◆ **EXTRACT PROVIDED**:
++++++

A time will come where you will not just do analyses for yourself in R, but you also will have to communicate them. Let’s take a bachelor’s or master’s thesis as an example: you need a type of document that is able to encapsulate: text (properly formatted), visualizations (tables, graphs, maybe images), and references. An RMarkdown document can do it all, plus, your entire analysis can live in there as well. So there is no need anymore for the cumbersome process of copying data from MS Excel or IBM SPSS into an MS Word table, you just tell Markdown what it should communicate and what not. (Note that all the project work for this course has to be handed in using R Markdown files.) In the following, I will not provide you with an exhaustive introduction to RMarkdown. Instead, I will focus on getting you started and then referring you to better, more exhaustive resources. It is not that I am too lazy to write a big tutorial, but there are state-of-the-art tutorials and resources (which mainly come straight from people who work on the forefront of the development of these tools) which are available for free. By linking to them, I want to encourage you to get involved and dig into this stuff. So, let’s get you started!
You create an RMarkdown file by clicking File >> New File >> R Markdown…. Then, a window pops up that looks like this:
Fig. 4: new RMarkdown
Note that you could also do a presentation (with the beamer package), a shiny app, or use templates. We will focus on simple RMarkdown documents3. Here, you can type in a title, the name(s) of the author(s), and choose the default output format. For now you have to choose one, but later you can switch to one of the others whenever you want to.
* HTML is handy for lightweight, quickly knitted files, or if you – like me – want to publish it on a website.
* PDF is good if you are experienced with LATEX and want to further modify it in terms of formatting etc., or imply want to get a more formally looking document (I use it if I need to hand in something that is supposed to be graded). If you want to knit to PDF, you need a running LATEX version on your machine. If you do not have one, I recommend you to install tinytex. I linked installation instructions down below. * Word puts out an MS Word document – especially handy if you collaborate with people who are either not experienced in R, like older faculty, or want some parts to be proof-read (remember the Track-Changes function?). Note that you need to have MS Word installed on your machine.

++++++

Object pointing dataset rows:
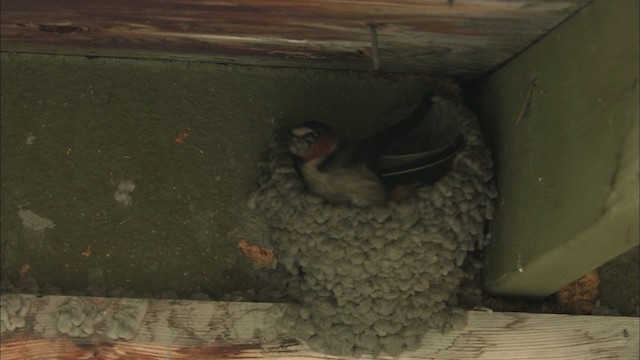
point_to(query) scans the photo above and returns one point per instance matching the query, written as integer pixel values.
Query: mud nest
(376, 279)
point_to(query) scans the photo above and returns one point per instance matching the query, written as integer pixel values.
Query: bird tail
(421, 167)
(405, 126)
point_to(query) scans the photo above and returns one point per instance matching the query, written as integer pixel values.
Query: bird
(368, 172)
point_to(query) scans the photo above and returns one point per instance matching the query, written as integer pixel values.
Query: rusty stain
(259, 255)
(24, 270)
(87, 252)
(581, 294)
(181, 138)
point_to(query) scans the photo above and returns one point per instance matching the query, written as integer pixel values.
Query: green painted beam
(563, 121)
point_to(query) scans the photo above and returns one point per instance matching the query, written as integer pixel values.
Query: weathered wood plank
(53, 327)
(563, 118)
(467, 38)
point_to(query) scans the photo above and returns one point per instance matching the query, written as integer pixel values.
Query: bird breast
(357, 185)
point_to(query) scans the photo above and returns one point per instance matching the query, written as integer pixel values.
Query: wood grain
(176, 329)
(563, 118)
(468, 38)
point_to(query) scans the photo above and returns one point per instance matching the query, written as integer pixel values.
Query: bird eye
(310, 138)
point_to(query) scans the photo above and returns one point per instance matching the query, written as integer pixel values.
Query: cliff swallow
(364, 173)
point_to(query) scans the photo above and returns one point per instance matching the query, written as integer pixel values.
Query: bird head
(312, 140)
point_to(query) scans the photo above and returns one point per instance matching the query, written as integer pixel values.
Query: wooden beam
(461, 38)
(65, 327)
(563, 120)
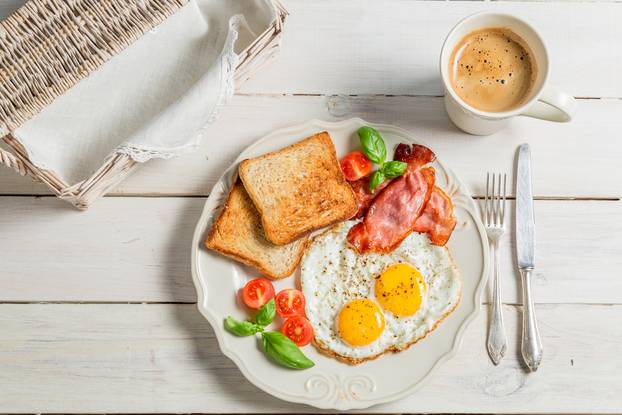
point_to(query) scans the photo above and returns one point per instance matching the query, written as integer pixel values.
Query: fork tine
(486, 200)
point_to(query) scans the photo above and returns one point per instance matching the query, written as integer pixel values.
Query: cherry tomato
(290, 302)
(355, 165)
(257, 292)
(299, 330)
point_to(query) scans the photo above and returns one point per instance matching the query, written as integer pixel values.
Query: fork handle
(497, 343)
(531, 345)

++++++

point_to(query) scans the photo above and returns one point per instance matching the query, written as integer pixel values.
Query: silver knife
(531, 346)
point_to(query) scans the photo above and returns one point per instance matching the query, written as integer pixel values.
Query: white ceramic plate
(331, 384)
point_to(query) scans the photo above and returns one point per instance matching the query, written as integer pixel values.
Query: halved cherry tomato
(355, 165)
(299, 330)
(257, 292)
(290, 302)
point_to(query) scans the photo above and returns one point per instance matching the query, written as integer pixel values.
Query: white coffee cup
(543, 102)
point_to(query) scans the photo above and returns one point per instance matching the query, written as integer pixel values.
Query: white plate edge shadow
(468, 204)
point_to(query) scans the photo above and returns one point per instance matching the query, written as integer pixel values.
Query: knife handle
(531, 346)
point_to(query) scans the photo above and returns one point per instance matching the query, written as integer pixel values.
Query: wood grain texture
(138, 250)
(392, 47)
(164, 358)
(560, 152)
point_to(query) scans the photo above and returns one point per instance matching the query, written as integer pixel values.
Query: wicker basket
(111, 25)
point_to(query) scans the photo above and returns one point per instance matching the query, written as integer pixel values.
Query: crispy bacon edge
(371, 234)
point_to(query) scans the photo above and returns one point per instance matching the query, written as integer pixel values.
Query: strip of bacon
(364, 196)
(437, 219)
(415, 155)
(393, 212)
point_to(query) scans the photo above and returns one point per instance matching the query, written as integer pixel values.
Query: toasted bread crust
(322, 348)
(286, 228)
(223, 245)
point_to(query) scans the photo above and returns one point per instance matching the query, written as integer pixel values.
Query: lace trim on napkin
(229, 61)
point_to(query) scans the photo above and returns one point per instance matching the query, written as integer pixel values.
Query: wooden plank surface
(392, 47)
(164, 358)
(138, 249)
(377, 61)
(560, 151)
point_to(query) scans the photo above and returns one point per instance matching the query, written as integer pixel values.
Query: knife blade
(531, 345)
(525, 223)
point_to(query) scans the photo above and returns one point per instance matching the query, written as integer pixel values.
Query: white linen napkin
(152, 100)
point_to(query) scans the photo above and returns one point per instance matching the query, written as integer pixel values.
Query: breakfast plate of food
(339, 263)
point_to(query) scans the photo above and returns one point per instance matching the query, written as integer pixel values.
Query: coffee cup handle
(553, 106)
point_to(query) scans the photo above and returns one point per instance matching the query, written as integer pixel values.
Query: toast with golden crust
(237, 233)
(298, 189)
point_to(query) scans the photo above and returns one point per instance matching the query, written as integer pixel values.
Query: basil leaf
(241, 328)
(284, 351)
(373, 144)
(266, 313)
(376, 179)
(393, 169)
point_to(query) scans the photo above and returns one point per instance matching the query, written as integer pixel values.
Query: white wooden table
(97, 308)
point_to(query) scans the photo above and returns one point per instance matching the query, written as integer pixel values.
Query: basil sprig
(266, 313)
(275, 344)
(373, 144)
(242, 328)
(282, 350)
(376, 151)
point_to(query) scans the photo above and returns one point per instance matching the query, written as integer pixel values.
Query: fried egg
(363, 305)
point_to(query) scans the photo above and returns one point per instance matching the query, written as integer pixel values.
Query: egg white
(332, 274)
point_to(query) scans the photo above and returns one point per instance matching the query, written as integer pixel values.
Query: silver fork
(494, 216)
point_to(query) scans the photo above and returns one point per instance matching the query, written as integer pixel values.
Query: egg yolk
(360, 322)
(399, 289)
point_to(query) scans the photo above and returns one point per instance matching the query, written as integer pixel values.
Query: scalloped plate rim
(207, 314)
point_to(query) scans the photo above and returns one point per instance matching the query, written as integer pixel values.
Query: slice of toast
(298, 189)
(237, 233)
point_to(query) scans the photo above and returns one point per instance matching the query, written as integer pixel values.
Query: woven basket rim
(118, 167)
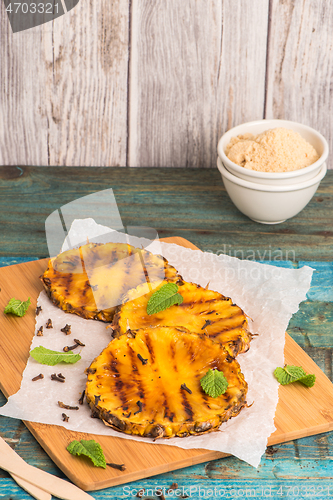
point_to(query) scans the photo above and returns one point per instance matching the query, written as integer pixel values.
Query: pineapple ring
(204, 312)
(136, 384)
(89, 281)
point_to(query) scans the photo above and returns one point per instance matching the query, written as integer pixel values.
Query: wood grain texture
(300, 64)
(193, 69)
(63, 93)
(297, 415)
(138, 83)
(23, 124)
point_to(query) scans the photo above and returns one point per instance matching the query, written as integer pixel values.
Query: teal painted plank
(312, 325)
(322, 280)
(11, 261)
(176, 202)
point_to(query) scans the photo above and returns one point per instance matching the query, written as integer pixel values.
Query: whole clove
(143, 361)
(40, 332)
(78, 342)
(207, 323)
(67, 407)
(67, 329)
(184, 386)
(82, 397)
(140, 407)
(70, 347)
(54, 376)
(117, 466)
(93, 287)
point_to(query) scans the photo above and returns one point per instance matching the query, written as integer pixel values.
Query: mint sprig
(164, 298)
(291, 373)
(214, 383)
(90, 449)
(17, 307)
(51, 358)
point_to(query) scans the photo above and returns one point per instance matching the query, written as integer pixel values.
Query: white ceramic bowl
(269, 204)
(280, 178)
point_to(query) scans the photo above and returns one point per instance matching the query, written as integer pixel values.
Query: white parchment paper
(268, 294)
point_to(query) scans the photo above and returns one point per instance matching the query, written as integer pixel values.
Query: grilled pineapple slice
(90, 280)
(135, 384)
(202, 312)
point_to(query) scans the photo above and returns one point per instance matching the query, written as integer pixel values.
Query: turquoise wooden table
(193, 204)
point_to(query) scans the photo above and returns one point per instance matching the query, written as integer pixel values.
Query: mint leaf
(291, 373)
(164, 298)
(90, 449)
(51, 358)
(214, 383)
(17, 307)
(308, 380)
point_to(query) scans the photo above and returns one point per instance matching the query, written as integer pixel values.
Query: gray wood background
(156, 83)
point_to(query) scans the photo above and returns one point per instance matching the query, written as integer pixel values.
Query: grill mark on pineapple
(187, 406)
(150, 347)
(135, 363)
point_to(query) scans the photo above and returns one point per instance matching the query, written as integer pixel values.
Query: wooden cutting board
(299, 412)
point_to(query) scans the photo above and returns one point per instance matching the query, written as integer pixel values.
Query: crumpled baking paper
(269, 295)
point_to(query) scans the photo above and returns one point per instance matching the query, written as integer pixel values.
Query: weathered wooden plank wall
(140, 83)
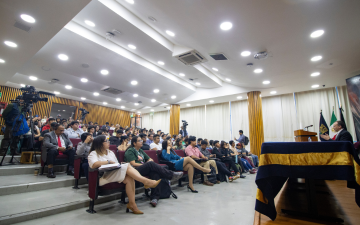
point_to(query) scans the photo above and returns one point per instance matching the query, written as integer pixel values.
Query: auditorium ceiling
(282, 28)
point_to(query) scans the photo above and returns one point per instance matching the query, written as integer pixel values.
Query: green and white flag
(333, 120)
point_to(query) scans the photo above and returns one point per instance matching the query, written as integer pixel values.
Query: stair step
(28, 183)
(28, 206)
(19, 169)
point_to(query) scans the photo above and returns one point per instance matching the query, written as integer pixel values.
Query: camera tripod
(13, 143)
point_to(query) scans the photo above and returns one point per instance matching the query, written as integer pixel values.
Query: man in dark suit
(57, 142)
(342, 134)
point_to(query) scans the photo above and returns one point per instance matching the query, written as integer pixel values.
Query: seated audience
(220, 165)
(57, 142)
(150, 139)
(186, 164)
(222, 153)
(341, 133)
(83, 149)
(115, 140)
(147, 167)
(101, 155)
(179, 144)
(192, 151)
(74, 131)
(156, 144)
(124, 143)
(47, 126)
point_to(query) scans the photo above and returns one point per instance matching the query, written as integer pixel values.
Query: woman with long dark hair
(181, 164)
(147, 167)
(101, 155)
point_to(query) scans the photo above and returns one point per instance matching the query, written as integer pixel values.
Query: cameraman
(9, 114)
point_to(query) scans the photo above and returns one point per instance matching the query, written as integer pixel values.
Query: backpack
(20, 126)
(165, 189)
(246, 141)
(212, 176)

++++++

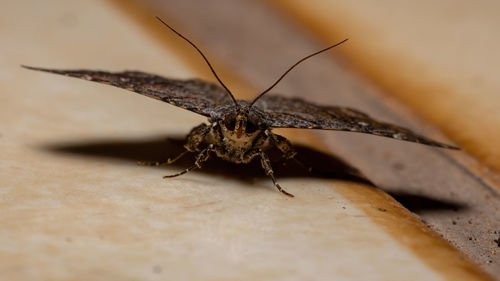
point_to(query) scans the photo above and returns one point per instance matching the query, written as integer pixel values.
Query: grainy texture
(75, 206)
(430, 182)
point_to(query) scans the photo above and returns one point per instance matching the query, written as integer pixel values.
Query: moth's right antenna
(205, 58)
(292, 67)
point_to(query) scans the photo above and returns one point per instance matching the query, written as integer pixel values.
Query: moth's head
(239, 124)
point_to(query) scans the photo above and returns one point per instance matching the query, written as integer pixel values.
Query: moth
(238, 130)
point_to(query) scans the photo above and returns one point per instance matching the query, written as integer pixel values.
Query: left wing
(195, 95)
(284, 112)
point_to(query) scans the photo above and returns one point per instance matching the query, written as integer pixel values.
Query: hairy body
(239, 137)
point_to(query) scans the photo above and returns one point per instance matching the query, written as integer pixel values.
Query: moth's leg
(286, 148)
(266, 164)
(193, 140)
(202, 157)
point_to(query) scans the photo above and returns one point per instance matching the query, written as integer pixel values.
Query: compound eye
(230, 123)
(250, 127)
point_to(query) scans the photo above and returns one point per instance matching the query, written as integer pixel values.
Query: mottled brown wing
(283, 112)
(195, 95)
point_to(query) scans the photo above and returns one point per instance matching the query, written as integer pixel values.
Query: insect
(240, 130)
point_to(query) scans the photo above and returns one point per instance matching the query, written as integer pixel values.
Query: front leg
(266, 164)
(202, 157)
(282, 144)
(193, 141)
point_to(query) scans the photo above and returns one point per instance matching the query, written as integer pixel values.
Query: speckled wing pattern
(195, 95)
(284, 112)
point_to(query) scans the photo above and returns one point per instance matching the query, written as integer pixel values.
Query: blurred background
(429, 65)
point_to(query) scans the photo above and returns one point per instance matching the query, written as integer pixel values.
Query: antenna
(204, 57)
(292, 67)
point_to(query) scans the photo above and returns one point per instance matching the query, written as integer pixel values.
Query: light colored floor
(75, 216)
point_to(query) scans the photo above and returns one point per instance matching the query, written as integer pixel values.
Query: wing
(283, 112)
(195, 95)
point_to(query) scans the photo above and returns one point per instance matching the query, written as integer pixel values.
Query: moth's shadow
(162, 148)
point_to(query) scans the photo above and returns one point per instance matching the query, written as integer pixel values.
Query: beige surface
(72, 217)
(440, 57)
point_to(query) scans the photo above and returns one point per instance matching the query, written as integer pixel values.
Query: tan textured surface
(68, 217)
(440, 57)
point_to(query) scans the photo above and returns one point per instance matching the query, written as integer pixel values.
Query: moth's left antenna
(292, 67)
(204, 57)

++++++

◆ **STATED TASK**: Edit the part of the RMarkdown text between "You create an" and "you want to.", inclusive, so that "window" becomes "dialog box", and give that part back.

◆ **TASK RESPONSE**:
You create an RMarkdown file by clicking File >> New File >> R Markdown…. Then, a dialog box pops up that looks like this:
Fig. 4: new RMarkdown
Note that you could also do a presentation (with the beamer package), a shiny app, or use templates. We will focus on simple RMarkdown documents3. Here, you can type in a title, the name(s) of the author(s), and choose the default output format. For now you have to choose one, but later you can switch to one of the others whenever you want to.